### Written request
Rewrite the lines of the records below as a JSON list of strings, one string per line with blank lines omitted, covering only the span from the line containing "of a raised" through the line containing "(0, 226), (450, 300)", inclusive.

# start of Provided data

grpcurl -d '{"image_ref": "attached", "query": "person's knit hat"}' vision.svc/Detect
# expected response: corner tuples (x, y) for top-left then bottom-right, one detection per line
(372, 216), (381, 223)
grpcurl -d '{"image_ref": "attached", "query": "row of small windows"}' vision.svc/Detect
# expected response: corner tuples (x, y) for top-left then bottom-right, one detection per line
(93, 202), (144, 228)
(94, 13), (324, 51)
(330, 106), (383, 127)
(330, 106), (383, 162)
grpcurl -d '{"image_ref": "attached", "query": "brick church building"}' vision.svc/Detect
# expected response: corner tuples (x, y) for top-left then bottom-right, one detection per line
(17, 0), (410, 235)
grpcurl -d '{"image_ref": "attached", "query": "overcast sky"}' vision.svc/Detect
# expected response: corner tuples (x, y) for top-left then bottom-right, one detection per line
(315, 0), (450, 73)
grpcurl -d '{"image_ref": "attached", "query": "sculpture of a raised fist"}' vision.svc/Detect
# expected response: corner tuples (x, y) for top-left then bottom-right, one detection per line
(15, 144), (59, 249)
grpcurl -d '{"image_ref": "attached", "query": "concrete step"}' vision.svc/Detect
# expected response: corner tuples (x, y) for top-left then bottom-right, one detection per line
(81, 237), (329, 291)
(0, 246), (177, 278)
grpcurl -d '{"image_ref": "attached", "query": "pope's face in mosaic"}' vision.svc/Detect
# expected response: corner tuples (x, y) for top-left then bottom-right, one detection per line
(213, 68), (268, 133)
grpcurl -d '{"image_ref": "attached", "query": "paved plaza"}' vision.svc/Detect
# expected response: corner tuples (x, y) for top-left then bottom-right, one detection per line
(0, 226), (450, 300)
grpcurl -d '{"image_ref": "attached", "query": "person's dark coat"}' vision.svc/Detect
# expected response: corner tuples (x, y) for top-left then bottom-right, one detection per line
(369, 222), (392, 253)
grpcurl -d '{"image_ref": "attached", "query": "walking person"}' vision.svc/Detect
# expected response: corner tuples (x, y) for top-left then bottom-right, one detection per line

# end of Provided data

### Response below
[
  "grpcurl -d '{\"image_ref\": \"attached\", \"query\": \"sculpture of a raised fist\"}' vision.svc/Detect",
  "# expected response: corner tuples (x, y) for top-left then bottom-right, one detection per line",
  "(15, 144), (59, 249)",
  "grpcurl -d '{\"image_ref\": \"attached\", \"query\": \"concrete step\"}' vision.svc/Detect",
  "# expected response: corner tuples (x, y) for top-left then bottom-right, one detection per line",
  "(81, 237), (329, 291)",
  "(0, 246), (177, 278)",
  "grpcurl -d '{\"image_ref\": \"attached\", \"query\": \"pope's face in mosaic\"}' vision.svc/Detect",
  "# expected response: corner tuples (x, y) for top-left then bottom-right, one detection per line",
  "(213, 68), (268, 133)",
  "grpcurl -d '{\"image_ref\": \"attached\", \"query\": \"paved plaza\"}' vision.svc/Detect",
  "# expected response: corner tuples (x, y) for top-left then bottom-right, one detection per line",
  "(0, 226), (450, 300)"
]